Set task
Duplicate the material below line for line, changing nothing.

Record list
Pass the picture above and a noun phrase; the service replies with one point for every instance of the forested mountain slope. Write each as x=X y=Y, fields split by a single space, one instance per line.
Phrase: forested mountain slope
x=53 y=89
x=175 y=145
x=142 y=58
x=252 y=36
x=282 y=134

Worked solution
Pass the picture above and a noun phrase; the service replies with one point for every instance of the forested mountain slope. Write each as x=X y=Y, fields split by a single space, one instance per line.
Phrase: forested mountain slope
x=53 y=89
x=175 y=145
x=142 y=58
x=252 y=36
x=282 y=134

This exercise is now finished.